▶ TASK DATA
· · · · ·
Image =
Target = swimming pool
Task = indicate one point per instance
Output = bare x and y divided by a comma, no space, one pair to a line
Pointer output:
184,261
· · · · ·
Format every line of the listing above as a JSON array of strings, one string per line, omitting any blank lines.

[
  "Image =",
  "Target = swimming pool",
  "Task = indicate one point per instance",
  "Output = bare x and y divided by a comma, no space, one pair to a line",
  "Pointer output:",
  "184,261"
]